Task objective: Can you switch every "instance" in the entries below to "occurrence" and give them back otherwise unchanged, leaving out the pictures?
[Material for this task start]
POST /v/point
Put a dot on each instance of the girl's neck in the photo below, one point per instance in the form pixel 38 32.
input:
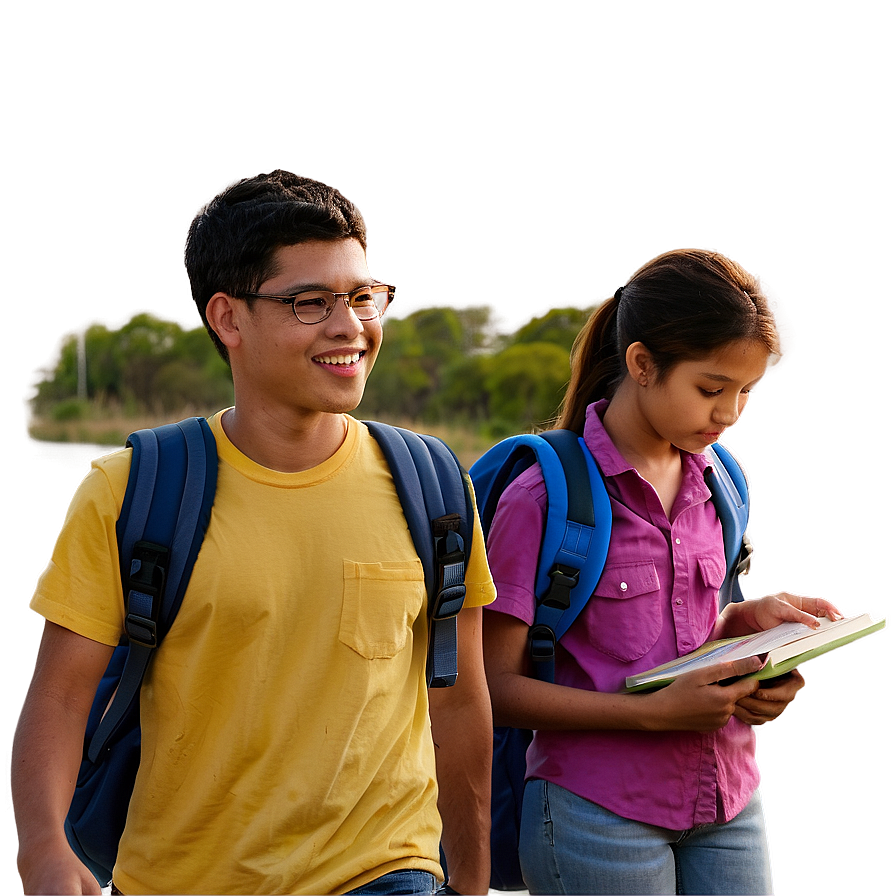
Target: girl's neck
pixel 655 459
[Material for this task end]
Final result:
POST /v/point
Put a dot on each occurrence of the girl's neck in the photo below, one point per occurrence in the form pixel 38 32.
input:
Target: girl's neck
pixel 655 459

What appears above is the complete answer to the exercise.